Problem – Exact repetition of the data below is required.

Data records –
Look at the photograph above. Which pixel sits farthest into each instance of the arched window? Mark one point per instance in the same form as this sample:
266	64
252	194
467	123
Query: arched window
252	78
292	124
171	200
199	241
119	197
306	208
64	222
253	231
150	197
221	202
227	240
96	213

Exercise solution –
Look at the photograph above. Which pixel sits farthest into each instance of the arched window? Mark one point per instance in the same form as this sample:
266	64
252	194
467	123
Query: arched window
252	78
292	124
171	200
199	241
119	197
306	208
64	222
253	231
150	197
221	202
227	240
96	213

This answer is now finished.